● AIM OF THE EXERCISE:
Write the records out again, exactly as they stand below.

● DATA:

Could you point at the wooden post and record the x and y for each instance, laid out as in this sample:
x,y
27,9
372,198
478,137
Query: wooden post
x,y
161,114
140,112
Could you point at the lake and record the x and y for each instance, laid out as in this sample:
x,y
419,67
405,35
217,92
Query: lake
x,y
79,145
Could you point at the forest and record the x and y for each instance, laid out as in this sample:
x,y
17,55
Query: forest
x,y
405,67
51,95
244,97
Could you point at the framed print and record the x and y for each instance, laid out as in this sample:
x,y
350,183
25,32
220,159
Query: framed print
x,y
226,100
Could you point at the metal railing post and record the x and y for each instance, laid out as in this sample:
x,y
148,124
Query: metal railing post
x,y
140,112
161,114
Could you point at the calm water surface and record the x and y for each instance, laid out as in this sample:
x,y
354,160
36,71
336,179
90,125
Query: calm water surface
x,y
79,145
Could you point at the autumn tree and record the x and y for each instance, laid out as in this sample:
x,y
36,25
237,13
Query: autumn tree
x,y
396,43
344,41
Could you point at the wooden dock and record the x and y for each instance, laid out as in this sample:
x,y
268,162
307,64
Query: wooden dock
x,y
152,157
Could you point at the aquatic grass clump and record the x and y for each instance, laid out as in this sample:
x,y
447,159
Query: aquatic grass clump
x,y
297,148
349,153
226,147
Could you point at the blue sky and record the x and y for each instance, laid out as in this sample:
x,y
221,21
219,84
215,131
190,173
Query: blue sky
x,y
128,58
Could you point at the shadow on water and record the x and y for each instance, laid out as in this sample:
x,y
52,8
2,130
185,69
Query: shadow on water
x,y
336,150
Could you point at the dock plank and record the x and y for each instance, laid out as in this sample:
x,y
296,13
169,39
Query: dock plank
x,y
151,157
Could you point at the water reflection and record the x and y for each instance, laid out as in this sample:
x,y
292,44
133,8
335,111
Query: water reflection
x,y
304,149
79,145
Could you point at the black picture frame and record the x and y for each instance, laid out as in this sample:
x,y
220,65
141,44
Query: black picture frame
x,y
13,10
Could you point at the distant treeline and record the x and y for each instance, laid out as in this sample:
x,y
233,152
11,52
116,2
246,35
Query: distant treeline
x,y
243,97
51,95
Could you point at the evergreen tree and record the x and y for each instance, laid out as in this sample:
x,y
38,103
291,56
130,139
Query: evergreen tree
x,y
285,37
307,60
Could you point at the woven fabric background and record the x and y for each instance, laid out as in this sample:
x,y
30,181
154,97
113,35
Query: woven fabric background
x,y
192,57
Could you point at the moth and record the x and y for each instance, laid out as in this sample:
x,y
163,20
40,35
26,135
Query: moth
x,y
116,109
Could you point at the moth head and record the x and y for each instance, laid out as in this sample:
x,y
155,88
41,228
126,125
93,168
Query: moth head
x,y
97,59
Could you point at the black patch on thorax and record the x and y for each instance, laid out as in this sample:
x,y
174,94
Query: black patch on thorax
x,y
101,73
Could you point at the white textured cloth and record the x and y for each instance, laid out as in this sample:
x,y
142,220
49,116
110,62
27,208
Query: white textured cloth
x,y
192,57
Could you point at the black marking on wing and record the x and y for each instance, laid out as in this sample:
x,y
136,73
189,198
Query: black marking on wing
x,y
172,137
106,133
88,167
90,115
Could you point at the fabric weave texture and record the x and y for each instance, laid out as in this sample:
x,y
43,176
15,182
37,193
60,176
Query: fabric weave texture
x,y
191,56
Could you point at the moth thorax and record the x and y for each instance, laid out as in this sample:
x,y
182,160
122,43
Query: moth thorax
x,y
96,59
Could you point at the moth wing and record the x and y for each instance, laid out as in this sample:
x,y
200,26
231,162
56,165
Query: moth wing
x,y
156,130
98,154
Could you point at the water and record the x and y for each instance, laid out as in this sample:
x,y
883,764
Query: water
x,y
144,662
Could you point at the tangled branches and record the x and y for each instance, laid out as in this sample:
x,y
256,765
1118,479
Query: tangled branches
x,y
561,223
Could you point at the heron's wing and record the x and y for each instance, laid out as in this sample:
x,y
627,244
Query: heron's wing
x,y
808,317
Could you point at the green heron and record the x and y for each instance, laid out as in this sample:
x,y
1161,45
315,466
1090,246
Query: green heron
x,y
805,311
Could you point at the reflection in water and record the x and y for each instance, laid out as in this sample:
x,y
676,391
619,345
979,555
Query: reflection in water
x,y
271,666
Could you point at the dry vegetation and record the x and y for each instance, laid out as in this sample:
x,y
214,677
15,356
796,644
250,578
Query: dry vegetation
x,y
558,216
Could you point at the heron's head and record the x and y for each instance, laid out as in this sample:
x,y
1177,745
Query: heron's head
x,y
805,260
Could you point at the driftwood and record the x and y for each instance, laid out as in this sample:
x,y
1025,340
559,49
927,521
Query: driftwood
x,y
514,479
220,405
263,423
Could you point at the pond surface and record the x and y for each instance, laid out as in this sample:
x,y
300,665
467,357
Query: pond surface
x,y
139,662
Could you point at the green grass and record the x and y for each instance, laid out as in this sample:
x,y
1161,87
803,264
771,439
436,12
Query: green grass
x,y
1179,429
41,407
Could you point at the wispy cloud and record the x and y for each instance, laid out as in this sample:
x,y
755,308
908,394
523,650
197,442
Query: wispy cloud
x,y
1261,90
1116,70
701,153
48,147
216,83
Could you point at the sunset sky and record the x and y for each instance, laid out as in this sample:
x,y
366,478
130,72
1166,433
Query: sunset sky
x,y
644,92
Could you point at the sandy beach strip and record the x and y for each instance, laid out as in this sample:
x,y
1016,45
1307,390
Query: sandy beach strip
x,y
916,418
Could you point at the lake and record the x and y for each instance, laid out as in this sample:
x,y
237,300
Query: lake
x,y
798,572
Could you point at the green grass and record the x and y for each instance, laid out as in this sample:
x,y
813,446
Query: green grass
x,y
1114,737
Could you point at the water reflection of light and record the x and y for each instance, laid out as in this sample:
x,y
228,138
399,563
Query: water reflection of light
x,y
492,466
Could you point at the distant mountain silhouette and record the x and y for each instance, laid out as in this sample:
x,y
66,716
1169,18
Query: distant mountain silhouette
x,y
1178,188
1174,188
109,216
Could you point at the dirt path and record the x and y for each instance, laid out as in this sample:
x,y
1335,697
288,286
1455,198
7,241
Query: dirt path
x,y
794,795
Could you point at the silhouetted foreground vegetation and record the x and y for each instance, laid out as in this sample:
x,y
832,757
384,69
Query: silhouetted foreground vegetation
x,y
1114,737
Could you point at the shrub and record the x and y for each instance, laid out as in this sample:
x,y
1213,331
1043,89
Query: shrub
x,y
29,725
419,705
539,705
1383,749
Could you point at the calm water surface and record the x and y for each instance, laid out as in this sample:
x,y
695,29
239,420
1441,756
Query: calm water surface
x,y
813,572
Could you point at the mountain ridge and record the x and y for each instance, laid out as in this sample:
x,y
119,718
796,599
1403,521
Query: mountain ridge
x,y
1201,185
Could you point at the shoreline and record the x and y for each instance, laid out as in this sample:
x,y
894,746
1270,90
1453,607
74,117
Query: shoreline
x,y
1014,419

● RESULT:
Could you point at the wooden post and record the x and y for each instance, laid out as in this sample:
x,y
27,9
372,198
478,137
Query: wooden post
x,y
161,114
140,112
Could you point at the lake and record the x and y for each instance, laid out as in this sample:
x,y
419,67
405,35
217,92
Query: lake
x,y
79,145
Could you point at the forest and record the x and y for each instance, laid out as in this sample:
x,y
17,55
Query: forest
x,y
405,67
51,95
244,97
Could you point at the framed print and record the x and y for each instance, laid out as in this sample:
x,y
350,183
25,32
220,159
Query: framed print
x,y
226,100
Could you point at the metal railing post and record the x and y for each instance, laid out as in this sample:
x,y
148,124
Query: metal railing post
x,y
140,112
161,114
Could you point at the calm water surface and record the x and y for each instance, laid out as in this sample:
x,y
354,160
36,71
336,179
90,125
Query: calm water surface
x,y
79,145
Could you point at the autumn tree and record the x and y for each instance, laid out as in this sample:
x,y
36,25
237,13
Query: autumn tree
x,y
396,43
344,41
Could you point at the wooden dock and record the x and y for each instance, laid out as in this sample:
x,y
268,162
307,64
Query: wooden dock
x,y
152,157
Could you point at the aquatic grass clump and record the x and y for each instance, laid out as in this sample:
x,y
447,159
Query: aquatic grass clump
x,y
297,148
349,153
226,147
Could you point at the blue sky and record the x and y for each instance, laid out as in this sample:
x,y
221,21
219,84
215,131
190,173
Query: blue sky
x,y
128,58
Could you point at the shadow on water and record the x and y for each instance, laid out as in this sample:
x,y
52,8
2,130
185,69
Query: shadow on water
x,y
336,150
Could you point at the dock plank and record the x and y for each instance, laid out as in this sample:
x,y
296,13
169,39
Query: dock plank
x,y
151,157
Could you point at the water reflection and record the x and y for each instance, laid out as in this sample:
x,y
292,44
133,8
335,111
Query: water reflection
x,y
304,149
79,145
Could you point at the black picture frame and record the x and y for each instance, laid out as in this sample:
x,y
220,65
141,44
Query: black picture frame
x,y
13,10
Could you point at the distant treeline and record the x and y for each instance, laid out as in this sample:
x,y
233,152
11,52
116,2
246,35
Query: distant treeline
x,y
243,97
51,95
Could you point at the evergreen tree and record the x and y for each instance, laid out as in this sample:
x,y
38,103
291,56
130,139
Query: evergreen tree
x,y
285,37
307,60
Could you point at the woven fabric background and record the x and y for each instance, laid out as in this sample:
x,y
30,181
154,97
113,35
Query: woven fabric background
x,y
192,57
Could you point at the moth and record the x and y for each instance, laid out as in this sample:
x,y
163,20
40,35
26,135
Query: moth
x,y
116,109
Could you point at the moth head and record the x and y for each instance, laid out as in this sample:
x,y
155,88
41,228
126,125
93,168
Query: moth head
x,y
97,59
Could you point at the black patch on thorax and record the x and y for each instance, laid out as in this sample:
x,y
174,94
Query: black patch on thorax
x,y
101,73
Could you point at the white textured cloth and record the x and y for each instance, laid out as in this sample:
x,y
142,220
49,116
110,62
27,208
Query: white textured cloth
x,y
192,57
Could you point at the black marking on wing and record the x and y for each instance, laid out as in this sample:
x,y
136,73
189,198
Query: black marking on wing
x,y
172,137
106,133
88,167
90,115
Could you point at the fabric weave texture and record the x and y for each instance, laid out as in this sample:
x,y
43,176
15,182
37,193
60,176
Query: fabric weave texture
x,y
191,56
Could you point at the moth thorax and record the x and y for each instance, laid out as in this sample:
x,y
182,160
122,43
Query: moth thorax
x,y
96,59
Could you point at the moth wing and record the x and y for each instance, laid out as in this sample:
x,y
200,26
231,162
56,165
Query: moth wing
x,y
156,130
98,154
Could you point at the water and record the x and y for each instance, laid out as in this sample:
x,y
883,764
Query: water
x,y
144,662
Could you point at the tangled branches and record the x and y for each instance, laid out as in this sample:
x,y
256,765
1118,479
Query: tangled branches
x,y
561,223
Could you point at the heron's wing and record the x and y for each instance, laid out as in this sample:
x,y
627,244
Query: heron's wing
x,y
808,317
Could you point at the green heron and record the x and y for each instance, laid out as in this sample:
x,y
1161,45
315,466
1090,246
Query: green heron
x,y
805,311
Could you point at the reflection in water and record the x and y for each instance, laid out as in this sample:
x,y
676,391
619,345
979,555
Query: reflection in water
x,y
271,666
Could you point at the dry vegetation and record the x and y for each instance, laid out as in this sample:
x,y
214,677
15,356
796,644
250,578
Query: dry vegetation
x,y
558,216
Could you point at the heron's head and record the x and y for each instance, laid out as in this sample:
x,y
1177,745
Query: heron's head
x,y
805,260
Could you point at the driftwood and record the x and y for each instance, laid out as in this sample:
x,y
1025,340
559,49
927,521
Query: driftwood
x,y
514,479
220,405
263,423
Could you point at the pond surface and record the x and y for each instance, laid out as in this sample:
x,y
300,665
467,357
Query: pond surface
x,y
139,662
Could you point at the green grass and record the x and y for each instance, laid out as in this sample:
x,y
1161,87
803,264
771,439
436,12
Query: green grass
x,y
1179,429
41,407
Could you point at the wispy cloud and record the x and y for each instance, laid out as in this sample:
x,y
755,308
908,394
523,650
197,442
Query: wispy cloud
x,y
1261,90
1116,70
701,153
48,147
216,83
Could you point at the sunset sky and record the x and y for each instance, laid out as in this sample:
x,y
366,478
130,72
1166,433
Query: sunset sky
x,y
644,92
Could you point at the sandy beach strip and record the x and y for each instance, laid out as in this sample:
x,y
1016,45
1307,390
Query: sandy beach strip
x,y
916,418
Could you point at the lake and record the x and y for each instance, laid out as in this sample:
x,y
237,300
Query: lake
x,y
798,572
Could you point at the green grass and record the x and y for each instance, laid out as in this sample:
x,y
813,446
Query: green grass
x,y
1114,737
Could you point at the water reflection of light and record the x and y for each instance, laid out as in this sample:
x,y
228,138
399,563
Query: water reflection of light
x,y
492,466
Could you point at the distant mountain silhouette and record the x and y for each instance, laid out as in this sample:
x,y
66,716
1169,18
Query: distant mountain silhouette
x,y
1178,188
1174,188
109,216
Could you point at the dirt path and record the x and y for each instance, laid out as in this sample:
x,y
1335,697
288,286
1455,198
7,241
Query: dirt path
x,y
794,795
Could you point at the silhouetted foreground vegetation and record the x and y for each instance, laid out as in this sample:
x,y
832,757
384,69
Query: silhouetted foreground vegetation
x,y
1114,737
Could you point at the shrub and record the x and y for each instance, laid out as in this sample:
x,y
1213,331
1043,89
Query: shrub
x,y
29,725
419,705
539,705
1383,749
Could you point at the calm water surface and record the x and y for each instance, laid out as in this sample:
x,y
695,29
239,420
1441,756
Query: calm water surface
x,y
813,572
Could you point at the mountain ridge and record the x and y for each instance, laid out as in this sample:
x,y
119,718
796,599
1403,521
Query: mountain ridge
x,y
1201,185
Could you point at the shoreline and record the x and y for each instance, laid out as in this sample:
x,y
894,746
1270,90
1453,607
74,117
Query: shoreline
x,y
1014,419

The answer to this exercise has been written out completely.